### SOURCE TEXT
■ ■ ■ ■ ■ ■ ■
By Asma’u Ahmad
The Minister of Health, Prof. Isaac Adewole, has appealed to the World Health Organisation (WHO) for a reference laboratories and more vaccines to achieve the target of eliminating yellow fever in Nigeria by 2026.
The minister made the call at the WHO Global Policy Group (GPG) Meeting and Africa inauguration of Eliminate Yellow Fever Epidemics in Africa strategy (EYE) on Tuesday in Abuja. Adewole, who lamented that the surveillance efforts in Nigeria were limited due to limited accredited laboratories, said “we are clamouring for regional lab in Nigeria.’’
He said government was committed to the outcome of EYE strategy, but that Nigeria needs more vaccines, and appealed for worldwide efforts to rejig and produce more vaccines. “We are asking for more than political commitment but political action, we are in support of strong monitoring to ensure that we are on top of this outbreak. “We want to see effective synergy across board and continued support on research across all levels,’’ he said.
The minister said Nigeria has been on the move to eliminate yellow fever epidemic since 2004. He said the last outbreak of yellow fever in Nigeria was in 1996, since then government went on to sleep thinking that it was over. “What went wrong was the inability of the government to continue with routine immunisation to protect people against yellow fever. “Therefore, it is not a surprise when Nigeria record new cases of yellow fever outbreaks in 2017,’’ Adewole said.
■ ■ ■ ■ ■ ■ ■
### INFORMATION SUPPLIED
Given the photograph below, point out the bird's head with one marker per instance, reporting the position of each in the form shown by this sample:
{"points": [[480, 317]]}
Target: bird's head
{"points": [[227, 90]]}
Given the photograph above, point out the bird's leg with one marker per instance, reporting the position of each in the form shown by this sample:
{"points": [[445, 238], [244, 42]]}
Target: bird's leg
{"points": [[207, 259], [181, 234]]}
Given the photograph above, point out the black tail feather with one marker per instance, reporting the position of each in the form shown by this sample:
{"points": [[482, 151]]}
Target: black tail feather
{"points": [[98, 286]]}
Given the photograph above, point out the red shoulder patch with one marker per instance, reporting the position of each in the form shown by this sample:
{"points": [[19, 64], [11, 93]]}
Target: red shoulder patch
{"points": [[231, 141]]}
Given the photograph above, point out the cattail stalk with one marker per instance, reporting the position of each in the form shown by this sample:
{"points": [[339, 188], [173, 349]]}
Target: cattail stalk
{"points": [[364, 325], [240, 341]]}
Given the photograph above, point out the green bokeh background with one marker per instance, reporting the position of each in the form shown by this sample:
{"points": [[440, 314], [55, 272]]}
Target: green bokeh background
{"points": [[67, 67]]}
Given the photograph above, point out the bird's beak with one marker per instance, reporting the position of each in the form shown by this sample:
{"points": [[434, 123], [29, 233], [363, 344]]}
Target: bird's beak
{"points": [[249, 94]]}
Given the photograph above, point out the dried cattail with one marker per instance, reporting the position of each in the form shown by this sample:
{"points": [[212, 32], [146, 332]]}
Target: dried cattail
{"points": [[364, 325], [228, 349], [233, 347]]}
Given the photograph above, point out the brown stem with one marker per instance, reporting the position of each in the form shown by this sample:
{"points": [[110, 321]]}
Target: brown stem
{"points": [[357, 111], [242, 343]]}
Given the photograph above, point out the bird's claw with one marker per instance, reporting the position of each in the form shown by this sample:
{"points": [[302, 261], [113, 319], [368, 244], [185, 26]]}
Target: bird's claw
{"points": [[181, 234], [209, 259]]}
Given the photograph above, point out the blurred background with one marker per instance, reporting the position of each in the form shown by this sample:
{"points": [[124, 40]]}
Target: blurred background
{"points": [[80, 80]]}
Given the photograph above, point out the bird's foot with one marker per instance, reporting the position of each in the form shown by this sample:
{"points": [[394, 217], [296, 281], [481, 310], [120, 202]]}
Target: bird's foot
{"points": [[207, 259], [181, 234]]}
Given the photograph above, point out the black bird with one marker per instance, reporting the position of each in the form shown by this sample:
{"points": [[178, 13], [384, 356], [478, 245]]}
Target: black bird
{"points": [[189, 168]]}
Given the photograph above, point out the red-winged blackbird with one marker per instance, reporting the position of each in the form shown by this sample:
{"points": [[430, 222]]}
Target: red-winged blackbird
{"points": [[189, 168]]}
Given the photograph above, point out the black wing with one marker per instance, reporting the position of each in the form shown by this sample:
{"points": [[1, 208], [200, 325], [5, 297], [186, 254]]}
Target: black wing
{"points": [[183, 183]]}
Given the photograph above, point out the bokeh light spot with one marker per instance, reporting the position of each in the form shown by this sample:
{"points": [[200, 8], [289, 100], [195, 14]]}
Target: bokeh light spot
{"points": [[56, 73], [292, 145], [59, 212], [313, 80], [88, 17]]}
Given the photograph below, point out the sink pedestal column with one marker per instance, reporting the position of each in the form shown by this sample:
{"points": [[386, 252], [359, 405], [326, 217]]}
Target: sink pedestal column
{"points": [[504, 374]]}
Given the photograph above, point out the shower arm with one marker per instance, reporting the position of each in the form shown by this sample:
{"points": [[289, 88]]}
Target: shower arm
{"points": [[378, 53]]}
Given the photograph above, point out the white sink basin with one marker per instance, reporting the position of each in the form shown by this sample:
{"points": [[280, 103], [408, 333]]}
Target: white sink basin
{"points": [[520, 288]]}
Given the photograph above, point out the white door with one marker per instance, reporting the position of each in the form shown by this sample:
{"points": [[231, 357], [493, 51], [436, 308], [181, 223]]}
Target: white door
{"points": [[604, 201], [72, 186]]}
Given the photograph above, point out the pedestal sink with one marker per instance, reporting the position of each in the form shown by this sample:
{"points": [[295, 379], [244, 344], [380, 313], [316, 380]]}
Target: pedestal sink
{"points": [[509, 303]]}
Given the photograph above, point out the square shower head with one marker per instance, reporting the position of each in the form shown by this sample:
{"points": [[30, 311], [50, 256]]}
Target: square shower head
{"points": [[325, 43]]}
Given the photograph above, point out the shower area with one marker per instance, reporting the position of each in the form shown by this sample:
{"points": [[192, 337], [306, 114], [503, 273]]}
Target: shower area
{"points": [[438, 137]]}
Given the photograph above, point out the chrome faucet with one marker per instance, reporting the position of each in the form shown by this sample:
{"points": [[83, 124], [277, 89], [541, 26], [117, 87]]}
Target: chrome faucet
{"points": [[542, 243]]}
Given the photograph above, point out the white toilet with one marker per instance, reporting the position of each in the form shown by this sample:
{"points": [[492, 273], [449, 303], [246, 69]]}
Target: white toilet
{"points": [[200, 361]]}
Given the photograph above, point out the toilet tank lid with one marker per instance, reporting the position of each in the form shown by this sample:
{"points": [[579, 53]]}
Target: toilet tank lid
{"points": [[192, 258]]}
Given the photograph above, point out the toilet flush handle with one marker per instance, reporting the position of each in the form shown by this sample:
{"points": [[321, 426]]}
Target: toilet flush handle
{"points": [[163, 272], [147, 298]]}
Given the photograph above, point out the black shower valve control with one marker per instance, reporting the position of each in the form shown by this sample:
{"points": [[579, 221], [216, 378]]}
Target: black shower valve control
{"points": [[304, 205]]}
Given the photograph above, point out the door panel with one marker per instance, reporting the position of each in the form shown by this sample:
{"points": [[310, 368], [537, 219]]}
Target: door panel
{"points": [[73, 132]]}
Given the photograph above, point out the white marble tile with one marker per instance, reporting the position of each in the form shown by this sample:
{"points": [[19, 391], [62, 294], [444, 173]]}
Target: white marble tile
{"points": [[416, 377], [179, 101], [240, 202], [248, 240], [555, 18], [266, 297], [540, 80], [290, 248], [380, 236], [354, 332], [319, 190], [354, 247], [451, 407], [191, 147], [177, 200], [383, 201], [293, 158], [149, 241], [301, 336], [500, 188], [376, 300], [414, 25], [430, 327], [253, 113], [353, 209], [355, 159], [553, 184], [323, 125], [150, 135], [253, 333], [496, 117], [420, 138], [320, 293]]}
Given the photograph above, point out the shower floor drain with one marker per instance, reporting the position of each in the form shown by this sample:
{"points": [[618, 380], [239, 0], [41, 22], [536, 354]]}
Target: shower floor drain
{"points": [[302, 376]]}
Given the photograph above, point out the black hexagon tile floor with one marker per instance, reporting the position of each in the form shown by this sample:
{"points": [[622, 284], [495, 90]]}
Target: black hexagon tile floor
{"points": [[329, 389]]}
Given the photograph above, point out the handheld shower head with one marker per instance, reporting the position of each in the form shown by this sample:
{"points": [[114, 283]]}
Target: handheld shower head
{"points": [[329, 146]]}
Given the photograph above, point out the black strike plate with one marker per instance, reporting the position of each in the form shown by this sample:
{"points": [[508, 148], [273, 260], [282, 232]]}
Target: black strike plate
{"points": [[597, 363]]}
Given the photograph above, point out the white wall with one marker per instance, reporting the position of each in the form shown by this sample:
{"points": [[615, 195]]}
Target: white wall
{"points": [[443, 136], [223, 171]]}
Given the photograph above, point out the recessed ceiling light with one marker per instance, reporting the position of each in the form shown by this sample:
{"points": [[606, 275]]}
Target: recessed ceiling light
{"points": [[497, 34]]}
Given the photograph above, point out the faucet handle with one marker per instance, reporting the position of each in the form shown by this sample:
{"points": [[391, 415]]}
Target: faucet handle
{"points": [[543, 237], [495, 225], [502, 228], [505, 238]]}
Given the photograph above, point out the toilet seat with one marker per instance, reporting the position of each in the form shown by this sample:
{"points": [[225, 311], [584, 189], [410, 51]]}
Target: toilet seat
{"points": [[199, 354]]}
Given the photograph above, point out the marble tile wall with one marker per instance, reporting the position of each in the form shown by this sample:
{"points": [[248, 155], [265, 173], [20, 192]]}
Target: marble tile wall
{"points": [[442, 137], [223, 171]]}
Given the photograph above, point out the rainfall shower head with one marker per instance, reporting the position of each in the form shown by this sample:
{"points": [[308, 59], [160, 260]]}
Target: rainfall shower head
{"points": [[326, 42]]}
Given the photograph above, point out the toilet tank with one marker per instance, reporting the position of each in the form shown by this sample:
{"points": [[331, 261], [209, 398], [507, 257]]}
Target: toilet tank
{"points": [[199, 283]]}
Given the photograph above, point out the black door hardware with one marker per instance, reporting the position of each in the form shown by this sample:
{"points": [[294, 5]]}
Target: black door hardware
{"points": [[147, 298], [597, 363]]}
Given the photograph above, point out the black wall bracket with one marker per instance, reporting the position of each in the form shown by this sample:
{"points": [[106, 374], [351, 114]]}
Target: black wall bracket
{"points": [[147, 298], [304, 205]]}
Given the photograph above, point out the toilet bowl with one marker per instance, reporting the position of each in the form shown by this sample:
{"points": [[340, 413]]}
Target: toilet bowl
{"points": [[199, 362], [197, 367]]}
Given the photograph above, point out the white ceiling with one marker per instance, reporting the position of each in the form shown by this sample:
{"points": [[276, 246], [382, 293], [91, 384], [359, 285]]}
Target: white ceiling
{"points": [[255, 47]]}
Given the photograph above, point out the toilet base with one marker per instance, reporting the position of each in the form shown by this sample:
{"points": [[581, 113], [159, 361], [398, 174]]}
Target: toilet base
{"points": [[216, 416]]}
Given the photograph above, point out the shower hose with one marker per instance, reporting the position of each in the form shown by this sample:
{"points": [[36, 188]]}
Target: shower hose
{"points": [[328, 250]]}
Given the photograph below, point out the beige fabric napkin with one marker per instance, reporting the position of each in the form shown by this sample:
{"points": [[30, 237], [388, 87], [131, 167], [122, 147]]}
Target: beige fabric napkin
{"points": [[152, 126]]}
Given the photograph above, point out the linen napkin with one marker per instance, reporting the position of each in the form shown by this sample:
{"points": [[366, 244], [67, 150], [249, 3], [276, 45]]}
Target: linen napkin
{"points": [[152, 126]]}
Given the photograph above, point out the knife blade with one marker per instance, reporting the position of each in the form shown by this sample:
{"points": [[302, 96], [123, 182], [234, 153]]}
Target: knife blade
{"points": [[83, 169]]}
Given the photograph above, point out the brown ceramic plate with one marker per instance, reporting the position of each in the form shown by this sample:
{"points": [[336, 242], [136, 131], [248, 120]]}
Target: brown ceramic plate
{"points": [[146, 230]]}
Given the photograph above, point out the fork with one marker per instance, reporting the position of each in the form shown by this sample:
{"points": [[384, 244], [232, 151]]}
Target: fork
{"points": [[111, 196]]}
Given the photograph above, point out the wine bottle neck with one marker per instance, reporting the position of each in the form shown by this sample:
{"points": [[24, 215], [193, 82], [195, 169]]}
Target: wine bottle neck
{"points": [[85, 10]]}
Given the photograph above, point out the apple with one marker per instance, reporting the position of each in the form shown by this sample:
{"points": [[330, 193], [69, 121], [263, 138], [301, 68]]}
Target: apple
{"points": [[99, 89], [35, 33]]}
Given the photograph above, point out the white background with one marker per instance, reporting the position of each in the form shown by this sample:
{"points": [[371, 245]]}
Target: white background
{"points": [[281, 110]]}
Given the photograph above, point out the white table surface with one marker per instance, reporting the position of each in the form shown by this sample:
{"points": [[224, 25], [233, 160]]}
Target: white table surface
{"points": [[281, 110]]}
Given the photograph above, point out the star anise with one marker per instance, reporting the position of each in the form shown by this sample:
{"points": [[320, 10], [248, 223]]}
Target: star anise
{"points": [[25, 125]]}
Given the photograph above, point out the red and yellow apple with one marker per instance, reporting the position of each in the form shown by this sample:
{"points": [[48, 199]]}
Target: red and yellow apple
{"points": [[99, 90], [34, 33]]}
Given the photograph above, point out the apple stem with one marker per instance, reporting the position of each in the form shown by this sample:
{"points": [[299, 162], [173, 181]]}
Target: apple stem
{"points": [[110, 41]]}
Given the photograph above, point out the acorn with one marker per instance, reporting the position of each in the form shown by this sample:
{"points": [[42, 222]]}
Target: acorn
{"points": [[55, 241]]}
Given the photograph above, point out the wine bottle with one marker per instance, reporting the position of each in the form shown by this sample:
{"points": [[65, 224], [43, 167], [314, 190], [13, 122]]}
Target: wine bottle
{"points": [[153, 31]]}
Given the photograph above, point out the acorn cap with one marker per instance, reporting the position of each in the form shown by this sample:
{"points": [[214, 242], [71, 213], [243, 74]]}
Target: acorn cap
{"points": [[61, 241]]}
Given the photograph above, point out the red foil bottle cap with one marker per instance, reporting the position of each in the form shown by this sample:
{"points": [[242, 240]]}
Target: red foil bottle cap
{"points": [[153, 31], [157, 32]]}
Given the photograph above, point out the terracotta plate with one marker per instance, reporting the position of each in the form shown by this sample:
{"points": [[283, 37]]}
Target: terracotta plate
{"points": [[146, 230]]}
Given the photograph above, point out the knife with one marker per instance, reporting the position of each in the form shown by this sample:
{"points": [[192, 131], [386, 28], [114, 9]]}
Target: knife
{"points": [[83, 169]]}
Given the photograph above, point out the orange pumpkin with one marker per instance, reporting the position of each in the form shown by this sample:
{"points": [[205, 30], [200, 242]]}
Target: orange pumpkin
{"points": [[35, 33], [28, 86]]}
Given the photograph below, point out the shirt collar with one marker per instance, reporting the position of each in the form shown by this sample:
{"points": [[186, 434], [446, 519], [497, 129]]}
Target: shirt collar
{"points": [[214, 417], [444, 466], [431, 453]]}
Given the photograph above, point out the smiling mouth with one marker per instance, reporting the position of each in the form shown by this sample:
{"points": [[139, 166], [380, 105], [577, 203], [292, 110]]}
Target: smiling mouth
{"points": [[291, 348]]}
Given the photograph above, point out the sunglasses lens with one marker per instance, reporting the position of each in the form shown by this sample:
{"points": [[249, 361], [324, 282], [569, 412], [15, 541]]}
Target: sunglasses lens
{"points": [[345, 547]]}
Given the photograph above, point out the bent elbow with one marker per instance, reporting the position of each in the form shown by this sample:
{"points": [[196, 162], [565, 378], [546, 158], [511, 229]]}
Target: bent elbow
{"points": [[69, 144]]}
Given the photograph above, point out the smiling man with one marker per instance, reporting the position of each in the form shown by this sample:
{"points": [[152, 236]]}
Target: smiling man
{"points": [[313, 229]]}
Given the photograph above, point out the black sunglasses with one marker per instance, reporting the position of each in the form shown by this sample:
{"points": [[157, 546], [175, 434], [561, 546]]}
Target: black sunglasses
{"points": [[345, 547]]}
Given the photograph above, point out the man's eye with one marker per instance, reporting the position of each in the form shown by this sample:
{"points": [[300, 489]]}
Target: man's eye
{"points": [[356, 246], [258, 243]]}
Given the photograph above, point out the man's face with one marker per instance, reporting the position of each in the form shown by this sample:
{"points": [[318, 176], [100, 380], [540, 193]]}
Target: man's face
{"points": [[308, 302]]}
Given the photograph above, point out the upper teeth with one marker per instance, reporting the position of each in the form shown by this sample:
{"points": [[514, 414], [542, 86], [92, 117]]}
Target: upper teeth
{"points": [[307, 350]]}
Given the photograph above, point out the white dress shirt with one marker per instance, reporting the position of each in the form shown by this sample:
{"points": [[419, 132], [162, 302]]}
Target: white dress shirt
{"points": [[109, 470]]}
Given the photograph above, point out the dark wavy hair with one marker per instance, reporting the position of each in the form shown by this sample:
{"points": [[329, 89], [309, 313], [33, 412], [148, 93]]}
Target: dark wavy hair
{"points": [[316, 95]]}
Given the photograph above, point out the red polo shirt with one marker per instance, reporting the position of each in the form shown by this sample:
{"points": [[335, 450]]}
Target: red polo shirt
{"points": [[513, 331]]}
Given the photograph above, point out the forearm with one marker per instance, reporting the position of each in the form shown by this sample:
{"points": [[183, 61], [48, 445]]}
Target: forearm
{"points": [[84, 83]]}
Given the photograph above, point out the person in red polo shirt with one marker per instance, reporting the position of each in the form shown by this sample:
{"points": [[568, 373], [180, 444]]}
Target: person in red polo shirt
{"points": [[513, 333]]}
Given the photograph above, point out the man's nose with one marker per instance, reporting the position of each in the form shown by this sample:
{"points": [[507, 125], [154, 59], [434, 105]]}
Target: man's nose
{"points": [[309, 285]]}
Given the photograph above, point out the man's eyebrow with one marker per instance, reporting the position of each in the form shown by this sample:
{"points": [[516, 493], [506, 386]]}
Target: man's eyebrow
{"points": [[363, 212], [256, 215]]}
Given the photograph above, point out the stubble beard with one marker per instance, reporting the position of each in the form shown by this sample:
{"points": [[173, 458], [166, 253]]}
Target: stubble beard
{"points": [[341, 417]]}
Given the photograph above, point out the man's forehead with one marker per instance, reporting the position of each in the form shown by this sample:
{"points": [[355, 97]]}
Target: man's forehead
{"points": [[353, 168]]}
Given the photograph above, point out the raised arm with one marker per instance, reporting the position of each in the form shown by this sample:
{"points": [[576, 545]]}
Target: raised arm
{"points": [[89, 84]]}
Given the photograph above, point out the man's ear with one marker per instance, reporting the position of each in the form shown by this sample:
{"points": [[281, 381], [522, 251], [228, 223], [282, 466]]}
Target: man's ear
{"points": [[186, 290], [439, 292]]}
■ ■ ■ ■ ■ ■ ■
### WHAT TO WORK ON
Can you carry on the yellow fever report from the point where it stops? The rows were taken from a separate source.

### EXERCISE RESPONSE
He however noted that for government to succeed in the fight to eliminate the disease it must vaccinate everybody, whic was a huge challenge for Nigeria. He said by March 2018, six months after resurgence of yellow fever in the country, Nigeria has recorded 1,640 suspected cases of the disease.
He said 115 of the 1,640 were confirmed in the Nigerian laboratories, and only 41 were confirmed by the regional centre. “This is one of the issues we will like to raise, if we confirm 115 in Nigeria and only 41 of the 115 were confirmed by the regional centre in Dakar. “The remaining 74 cases could have been confirmed as true cases of yellow fever, the challenge of transportation could have altered the ability to confirm the cases at the regional centre in Dakar,’’ Adewole said.
He noted that since the resuregence of yellow fever in Nigeria, the government with the support of partners has conducted reactive and preventive vaccination in Kwara, Kogi, Zamfara, Niger, Sokoto and Borno states. He added that 14,591,218 people were vaccinated, stressing that government targets to vaccinate 25 million people in 2018.
Adewole said the government has a nationwide plan to cover the entire country in the next seven years. Earlier, the Director-General of WHO, Dr Tadros Adhanom, said that yellow fever has reemerged as a public health challenge in Africa and in the Americas. He added that in Africa, 27 countries are at high risk of yellow fever epidemics.
He said there were 170,000 severe cases of yellow fever with 60,000 deaths annually. “In 2016 during the yellow fever outbreak in Angola and DRC, 965 cases were confirmed with 400 deaths with 11 cases exported to China,’’ he said.
Adhanom said nearly one billion people would be vaccinated against yellow fever in the 27 high risk African countries by 2026 with support from the WHO, UNICEF and more than 50 health partners.